Task inputs:
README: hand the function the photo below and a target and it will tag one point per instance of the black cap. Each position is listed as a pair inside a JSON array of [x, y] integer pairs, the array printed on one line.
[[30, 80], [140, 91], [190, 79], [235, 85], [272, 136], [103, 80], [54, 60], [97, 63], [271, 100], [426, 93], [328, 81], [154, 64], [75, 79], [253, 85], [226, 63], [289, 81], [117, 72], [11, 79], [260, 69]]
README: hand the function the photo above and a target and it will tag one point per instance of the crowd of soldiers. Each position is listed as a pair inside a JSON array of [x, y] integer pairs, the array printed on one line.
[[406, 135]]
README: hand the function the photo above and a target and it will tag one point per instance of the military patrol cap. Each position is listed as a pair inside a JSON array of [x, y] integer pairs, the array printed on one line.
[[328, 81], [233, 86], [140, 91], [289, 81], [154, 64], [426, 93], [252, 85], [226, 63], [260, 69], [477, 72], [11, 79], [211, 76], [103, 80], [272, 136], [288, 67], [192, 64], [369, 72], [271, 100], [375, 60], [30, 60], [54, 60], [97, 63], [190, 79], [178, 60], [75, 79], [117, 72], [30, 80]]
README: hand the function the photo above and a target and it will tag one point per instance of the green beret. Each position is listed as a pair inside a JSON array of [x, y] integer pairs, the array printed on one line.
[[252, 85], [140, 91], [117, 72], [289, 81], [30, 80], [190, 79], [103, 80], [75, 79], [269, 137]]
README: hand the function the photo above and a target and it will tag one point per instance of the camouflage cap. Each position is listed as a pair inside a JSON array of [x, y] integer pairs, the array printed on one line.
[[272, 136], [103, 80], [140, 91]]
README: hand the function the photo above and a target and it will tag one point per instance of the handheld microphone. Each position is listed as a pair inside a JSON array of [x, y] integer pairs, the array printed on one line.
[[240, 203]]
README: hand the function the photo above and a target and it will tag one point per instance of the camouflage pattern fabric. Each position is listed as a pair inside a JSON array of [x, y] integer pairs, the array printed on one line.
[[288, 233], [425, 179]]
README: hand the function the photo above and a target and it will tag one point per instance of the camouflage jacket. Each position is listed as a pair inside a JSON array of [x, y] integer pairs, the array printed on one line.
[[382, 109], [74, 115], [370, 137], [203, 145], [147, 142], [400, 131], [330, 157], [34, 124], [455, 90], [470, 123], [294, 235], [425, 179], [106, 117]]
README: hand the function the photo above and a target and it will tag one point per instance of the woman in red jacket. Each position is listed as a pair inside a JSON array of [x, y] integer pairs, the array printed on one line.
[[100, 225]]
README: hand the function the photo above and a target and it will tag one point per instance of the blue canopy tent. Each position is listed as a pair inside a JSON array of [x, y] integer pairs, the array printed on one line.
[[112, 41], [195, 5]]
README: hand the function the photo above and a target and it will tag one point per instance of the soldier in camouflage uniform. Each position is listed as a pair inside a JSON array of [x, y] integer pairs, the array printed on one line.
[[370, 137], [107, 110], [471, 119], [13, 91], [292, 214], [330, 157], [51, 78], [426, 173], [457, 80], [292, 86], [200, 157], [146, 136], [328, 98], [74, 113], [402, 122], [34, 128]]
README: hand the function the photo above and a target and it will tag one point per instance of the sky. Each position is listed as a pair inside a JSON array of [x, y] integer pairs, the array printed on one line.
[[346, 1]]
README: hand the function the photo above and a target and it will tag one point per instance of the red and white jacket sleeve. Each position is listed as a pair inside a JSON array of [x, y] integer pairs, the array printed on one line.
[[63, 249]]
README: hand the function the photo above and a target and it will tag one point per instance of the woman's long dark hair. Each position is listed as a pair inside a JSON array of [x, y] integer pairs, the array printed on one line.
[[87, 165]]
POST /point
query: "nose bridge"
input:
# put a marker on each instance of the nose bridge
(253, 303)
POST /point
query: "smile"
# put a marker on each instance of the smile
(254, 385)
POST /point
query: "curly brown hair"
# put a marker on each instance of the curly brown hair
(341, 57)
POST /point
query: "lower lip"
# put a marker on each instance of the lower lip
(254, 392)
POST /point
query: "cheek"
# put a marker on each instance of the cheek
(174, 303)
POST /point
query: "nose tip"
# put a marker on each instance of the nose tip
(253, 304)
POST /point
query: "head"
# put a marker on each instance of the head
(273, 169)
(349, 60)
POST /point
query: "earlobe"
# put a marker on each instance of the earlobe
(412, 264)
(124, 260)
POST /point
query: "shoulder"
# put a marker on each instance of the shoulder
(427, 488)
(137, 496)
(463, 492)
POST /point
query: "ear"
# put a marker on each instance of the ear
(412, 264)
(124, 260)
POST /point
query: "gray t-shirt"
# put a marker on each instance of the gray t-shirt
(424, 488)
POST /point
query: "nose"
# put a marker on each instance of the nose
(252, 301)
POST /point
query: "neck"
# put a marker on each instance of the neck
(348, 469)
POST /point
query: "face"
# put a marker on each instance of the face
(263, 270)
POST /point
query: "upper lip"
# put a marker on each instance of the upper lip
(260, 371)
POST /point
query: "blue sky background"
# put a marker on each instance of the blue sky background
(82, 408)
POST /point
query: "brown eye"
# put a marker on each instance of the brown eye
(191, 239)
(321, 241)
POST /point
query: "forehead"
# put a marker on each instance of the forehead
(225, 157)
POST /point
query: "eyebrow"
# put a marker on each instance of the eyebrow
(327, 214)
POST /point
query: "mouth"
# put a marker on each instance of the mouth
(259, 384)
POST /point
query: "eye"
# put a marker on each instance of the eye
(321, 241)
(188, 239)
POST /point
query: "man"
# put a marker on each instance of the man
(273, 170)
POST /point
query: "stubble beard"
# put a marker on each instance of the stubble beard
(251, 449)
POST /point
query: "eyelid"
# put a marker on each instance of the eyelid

Task to complete:
Set down each line of the material above without a single alteration.

Exercise solution:
README: hand the function the photo below and a target and it will tag one point per instance of the black cap. Each position is listed as a pair inside a JSON array of [x, y] integer pairs, the array printed on one line.
[[30, 80], [140, 91], [190, 79], [235, 85], [272, 136], [103, 80], [54, 60], [97, 63], [271, 100], [426, 93], [328, 81], [154, 64], [75, 79], [253, 85], [226, 63], [289, 81], [117, 72], [11, 79], [260, 69]]
README: hand the function the photo above and a target and it will tag one point per instance of the crowd of soldiers. Each position is listed as a pair inside a JSON array of [x, y] integer pairs, the array printed on one line.
[[406, 135]]
README: hand the function the photo above and a target and it will tag one point per instance of the military patrol cap. Each position is listed as a pair inside a JSON array of [x, y] integer pairs, the array printed on one line.
[[328, 81], [233, 86], [140, 91], [289, 81], [154, 64], [426, 93], [252, 85], [226, 63], [260, 69], [477, 72], [11, 79], [211, 76], [103, 80], [272, 136], [288, 67], [192, 64], [369, 72], [271, 100], [375, 60], [30, 60], [54, 60], [97, 63], [190, 79], [178, 60], [75, 79], [117, 72], [30, 80]]
README: hand the function the photo above and a target and it will tag one point per instance of the green beret. Each position is listed as a pair inside a JSON array of [x, y] integer pairs, the array printed on one line.
[[252, 85], [140, 91], [117, 72], [289, 81], [30, 80], [190, 79], [103, 80], [75, 79], [269, 137]]
README: hand the function the photo above and a target and it will tag one point per instance of the camouflage cap. Each position is listed as a pair inside a JSON array of [x, y] integer pairs, the array printed on one line.
[[272, 136], [103, 80], [140, 91]]
README: hand the function the photo above and a target and it will tag one point per instance of the handheld microphone. Each position is listed as a pair inside a JSON array of [x, y] integer pairs, the array printed on one line.
[[240, 203]]
README: hand the function the photo above and a target and it will tag one point per instance of the camouflage pattern fabric. Each position is listed as a pair inside a JSON array of [x, y] integer pairs, the array printed on one line.
[[288, 233], [425, 179]]
README: hand the function the photo above and a target and it will tag one point per instance of the camouflage jacket. Each position is listed as a pair inside a JSON array of [x, y] integer pairs, the array printed on one line.
[[382, 109], [74, 115], [370, 137], [203, 145], [147, 142], [400, 131], [330, 157], [34, 124], [455, 90], [470, 123], [294, 235], [425, 179], [106, 117]]
README: hand the function the photo above and a target and it will tag one point per instance of the woman in red jacket. Each position is listed as a pair inside a JSON array of [x, y] integer pairs, the array printed on one line.
[[100, 225]]
README: hand the function the photo above and a target and it will tag one point per instance of the blue canopy tent. Each position is listed as a pair inside a JSON array of [x, y] integer pairs, the array printed on one line.
[[112, 41], [195, 5]]
README: hand the function the photo above and a target and it will tag one point per instance of the soldier in camouflage uniform. Each position is listed as a pair inside a JSON array of [x, y] integer pairs, the array printed on one line.
[[370, 137], [107, 110], [471, 119], [13, 91], [292, 214], [330, 157], [51, 78], [426, 173], [457, 80], [292, 86], [200, 157], [146, 136], [328, 98], [74, 113], [402, 122], [34, 128]]
README: hand the function the photo above and a target and it will tag one point per instance of the sky. Each position is listed as a pair inside a JSON array of [x, y] integer pairs, the array printed on one line.
[[346, 1]]
README: hand the function the photo above and a target and it will tag one point per instance of the red and white jacket sleeve. Each position is listed as a pair inside a JSON array of [x, y] integer pairs, the array printed on one line.
[[63, 249]]
README: hand the function the photo above and a target and it will tag one point per instance of the woman's long dark hair. Each position is listed as a pair inside a JSON array of [x, y] integer pairs, the array printed on one line.
[[87, 165]]
POST /point
query: "nose bridge"
input:
# put a marker on each instance of the nose bridge
(253, 303)
POST /point
query: "smile"
# put a marker on each instance of the smile
(254, 385)
POST /point
query: "curly brown hair"
# put a marker on each instance of the curly brown hair
(341, 57)
POST /point
query: "lower lip"
# put a marker on each instance of the lower lip
(254, 392)
POST /point
query: "cheek"
# put a marker on each instance of the cheek
(174, 303)
POST /point
query: "nose tip"
# put a marker on each instance of the nose tip
(253, 304)
POST /point
query: "head"
# put a marker on each instance of the head
(273, 169)
(349, 60)
POST /point
query: "earlobe"
# put a marker on each instance of the earlobe
(412, 264)
(124, 260)
POST /point
query: "shoulder"
# put a marker on each instance of the shoulder
(427, 488)
(137, 496)
(463, 492)
POST /point
query: "ear"
# put a marker on each instance of the ear
(412, 264)
(124, 260)
POST /point
query: "gray t-shirt"
# put a marker on each instance of the gray t-shirt
(424, 488)
POST /point
query: "nose"
# put a marker on each instance of the nose
(252, 301)
POST /point
query: "neck"
# put a marker on each instance of the neck
(348, 469)
POST /point
query: "face"
# put a marker on each instance of the face
(263, 270)
POST /point
query: "upper lip"
# put a marker on each instance of the upper lip
(260, 371)
POST /point
query: "blue sky background"
# put a marker on each instance of the blue sky background
(82, 408)
POST /point
query: "brown eye"
# put a marker on each instance of the brown eye
(191, 239)
(321, 241)
POST /point
query: "forehead"
# put a marker on each instance of the forehead
(225, 157)
POST /point
query: "eyebrow"
# put a marker on each instance of the eyebrow
(327, 214)
POST /point
query: "mouth"
# put a marker on each instance of the mouth
(259, 384)
POST /point
query: "eye"
# put a marker on each instance of the eye
(321, 241)
(188, 239)
POST /point
query: "man"
# put a marker on each instance of the man
(273, 170)
POST /point
query: "stubble beard"
# put a marker on each instance of the stubble beard
(251, 449)
POST /point
query: "eyelid"
# put a marker on each instance of the eyelid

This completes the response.